> Pointing dataset records:
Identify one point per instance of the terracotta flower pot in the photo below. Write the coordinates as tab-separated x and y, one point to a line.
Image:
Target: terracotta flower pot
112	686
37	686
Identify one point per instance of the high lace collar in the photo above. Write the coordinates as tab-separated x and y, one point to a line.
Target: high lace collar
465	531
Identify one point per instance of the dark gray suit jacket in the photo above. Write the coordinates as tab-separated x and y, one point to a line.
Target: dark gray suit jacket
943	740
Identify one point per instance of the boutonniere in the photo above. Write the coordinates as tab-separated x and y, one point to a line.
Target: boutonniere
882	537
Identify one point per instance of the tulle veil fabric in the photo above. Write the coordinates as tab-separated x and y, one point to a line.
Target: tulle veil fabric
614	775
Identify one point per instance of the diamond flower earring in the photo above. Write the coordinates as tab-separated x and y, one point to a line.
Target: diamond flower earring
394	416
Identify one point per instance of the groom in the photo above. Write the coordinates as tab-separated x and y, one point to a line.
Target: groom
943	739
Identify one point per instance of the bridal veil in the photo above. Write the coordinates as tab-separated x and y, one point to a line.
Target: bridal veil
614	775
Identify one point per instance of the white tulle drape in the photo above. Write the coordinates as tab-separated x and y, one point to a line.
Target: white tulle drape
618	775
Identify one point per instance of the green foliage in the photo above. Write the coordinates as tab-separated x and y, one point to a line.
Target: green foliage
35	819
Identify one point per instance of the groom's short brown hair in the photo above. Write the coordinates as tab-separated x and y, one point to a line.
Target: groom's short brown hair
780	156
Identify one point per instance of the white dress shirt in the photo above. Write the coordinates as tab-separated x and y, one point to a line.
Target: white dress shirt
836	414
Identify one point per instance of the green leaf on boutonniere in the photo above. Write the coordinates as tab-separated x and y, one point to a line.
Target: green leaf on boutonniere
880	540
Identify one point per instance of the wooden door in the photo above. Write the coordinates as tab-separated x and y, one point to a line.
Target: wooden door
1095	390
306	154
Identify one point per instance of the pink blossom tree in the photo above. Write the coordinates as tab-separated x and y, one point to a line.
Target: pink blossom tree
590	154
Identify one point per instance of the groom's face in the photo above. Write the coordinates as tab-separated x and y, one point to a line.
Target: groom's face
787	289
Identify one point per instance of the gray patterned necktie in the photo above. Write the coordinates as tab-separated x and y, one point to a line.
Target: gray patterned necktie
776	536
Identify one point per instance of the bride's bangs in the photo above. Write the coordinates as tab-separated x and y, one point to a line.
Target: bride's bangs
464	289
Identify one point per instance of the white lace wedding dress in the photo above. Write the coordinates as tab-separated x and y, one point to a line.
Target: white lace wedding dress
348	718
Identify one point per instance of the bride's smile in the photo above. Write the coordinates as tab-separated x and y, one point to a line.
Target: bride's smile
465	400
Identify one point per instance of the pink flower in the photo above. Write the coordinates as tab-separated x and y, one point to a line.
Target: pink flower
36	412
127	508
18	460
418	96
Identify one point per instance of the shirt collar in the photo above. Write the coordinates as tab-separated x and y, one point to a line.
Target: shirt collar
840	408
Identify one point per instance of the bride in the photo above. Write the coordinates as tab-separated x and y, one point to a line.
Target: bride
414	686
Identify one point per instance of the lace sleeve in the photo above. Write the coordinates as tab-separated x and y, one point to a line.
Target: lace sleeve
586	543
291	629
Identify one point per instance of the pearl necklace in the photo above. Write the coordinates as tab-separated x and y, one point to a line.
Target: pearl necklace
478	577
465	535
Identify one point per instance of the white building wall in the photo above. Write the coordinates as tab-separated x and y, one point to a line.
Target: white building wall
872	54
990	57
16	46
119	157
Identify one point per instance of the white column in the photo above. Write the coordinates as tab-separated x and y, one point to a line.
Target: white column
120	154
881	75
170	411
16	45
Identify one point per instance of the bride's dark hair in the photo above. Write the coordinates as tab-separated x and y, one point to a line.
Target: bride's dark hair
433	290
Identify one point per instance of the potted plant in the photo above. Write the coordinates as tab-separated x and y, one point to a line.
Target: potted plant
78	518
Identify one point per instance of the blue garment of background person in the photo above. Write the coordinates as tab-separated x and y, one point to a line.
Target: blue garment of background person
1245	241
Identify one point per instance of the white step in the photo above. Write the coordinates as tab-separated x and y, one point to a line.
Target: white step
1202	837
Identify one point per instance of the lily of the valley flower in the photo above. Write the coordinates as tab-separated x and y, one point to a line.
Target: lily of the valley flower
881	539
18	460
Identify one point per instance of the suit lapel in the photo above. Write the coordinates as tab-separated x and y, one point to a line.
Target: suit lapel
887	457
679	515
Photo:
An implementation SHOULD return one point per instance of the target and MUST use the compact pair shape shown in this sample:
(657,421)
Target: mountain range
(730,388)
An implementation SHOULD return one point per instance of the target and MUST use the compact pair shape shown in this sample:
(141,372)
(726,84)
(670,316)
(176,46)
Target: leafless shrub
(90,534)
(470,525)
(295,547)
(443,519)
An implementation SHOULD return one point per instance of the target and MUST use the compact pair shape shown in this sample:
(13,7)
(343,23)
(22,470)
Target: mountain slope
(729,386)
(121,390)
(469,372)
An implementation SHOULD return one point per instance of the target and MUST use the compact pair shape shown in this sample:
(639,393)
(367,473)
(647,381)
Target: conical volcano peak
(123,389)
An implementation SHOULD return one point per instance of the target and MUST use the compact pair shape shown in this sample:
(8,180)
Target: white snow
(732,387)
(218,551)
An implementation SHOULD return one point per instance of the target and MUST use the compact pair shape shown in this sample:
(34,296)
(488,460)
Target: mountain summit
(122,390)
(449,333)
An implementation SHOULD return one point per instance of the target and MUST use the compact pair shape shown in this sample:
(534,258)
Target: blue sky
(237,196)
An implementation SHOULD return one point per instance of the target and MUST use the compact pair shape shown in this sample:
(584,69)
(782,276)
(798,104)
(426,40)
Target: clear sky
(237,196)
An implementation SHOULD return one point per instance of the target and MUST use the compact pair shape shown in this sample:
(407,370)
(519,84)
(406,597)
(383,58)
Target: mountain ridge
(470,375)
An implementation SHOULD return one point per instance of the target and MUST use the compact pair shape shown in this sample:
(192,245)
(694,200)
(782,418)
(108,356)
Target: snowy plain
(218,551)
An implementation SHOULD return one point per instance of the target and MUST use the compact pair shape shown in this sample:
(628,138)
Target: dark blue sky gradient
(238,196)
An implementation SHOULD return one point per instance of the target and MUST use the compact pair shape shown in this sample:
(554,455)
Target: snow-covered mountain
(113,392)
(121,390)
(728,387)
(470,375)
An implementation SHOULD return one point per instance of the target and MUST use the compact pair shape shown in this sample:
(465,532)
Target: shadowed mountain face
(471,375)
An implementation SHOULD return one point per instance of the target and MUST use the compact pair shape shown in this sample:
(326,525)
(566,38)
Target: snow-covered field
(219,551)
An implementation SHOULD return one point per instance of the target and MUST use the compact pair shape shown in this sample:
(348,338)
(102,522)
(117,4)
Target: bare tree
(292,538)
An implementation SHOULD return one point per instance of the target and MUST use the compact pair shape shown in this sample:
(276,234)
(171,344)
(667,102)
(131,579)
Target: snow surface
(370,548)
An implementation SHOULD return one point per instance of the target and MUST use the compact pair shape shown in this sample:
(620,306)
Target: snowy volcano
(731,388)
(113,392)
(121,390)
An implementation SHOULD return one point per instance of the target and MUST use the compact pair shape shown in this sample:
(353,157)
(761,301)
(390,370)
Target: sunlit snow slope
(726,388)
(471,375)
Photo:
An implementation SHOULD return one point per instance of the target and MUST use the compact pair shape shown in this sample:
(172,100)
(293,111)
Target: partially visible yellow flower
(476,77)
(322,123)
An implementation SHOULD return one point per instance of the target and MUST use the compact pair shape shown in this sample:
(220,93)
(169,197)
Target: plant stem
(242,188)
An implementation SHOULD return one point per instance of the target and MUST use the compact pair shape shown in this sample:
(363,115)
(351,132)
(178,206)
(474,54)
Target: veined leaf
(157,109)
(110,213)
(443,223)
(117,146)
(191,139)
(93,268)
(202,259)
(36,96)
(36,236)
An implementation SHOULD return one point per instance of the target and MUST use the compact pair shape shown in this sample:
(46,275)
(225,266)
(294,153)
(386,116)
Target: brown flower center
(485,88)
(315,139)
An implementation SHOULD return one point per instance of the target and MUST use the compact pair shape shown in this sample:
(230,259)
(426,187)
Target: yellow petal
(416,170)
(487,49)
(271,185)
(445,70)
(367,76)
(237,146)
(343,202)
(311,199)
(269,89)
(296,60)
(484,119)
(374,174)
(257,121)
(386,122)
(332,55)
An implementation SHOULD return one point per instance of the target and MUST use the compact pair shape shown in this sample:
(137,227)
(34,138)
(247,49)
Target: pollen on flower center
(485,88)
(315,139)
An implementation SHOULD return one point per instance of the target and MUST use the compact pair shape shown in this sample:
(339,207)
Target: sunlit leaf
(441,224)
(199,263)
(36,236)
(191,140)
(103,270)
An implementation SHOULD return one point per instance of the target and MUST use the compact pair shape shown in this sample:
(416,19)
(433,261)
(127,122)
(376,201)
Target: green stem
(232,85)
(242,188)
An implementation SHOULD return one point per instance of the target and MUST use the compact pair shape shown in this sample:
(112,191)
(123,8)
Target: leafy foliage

> YOUR INSTRUCTIONS: From the listing above, select each line that contains the word "boutonniere". Case counts.

> WRITTEN RESPONSE:
Identify one point per instance of the boutonniere in the photo above. Write the coordinates as tab-separated x and y, one point to a line.
Target: boutonniere
Identify one point per instance of the green leaf on boutonniere in the photo above. Write the coordinates as tab-separated x and y, one point to a line.
Target: green leaf on boutonniere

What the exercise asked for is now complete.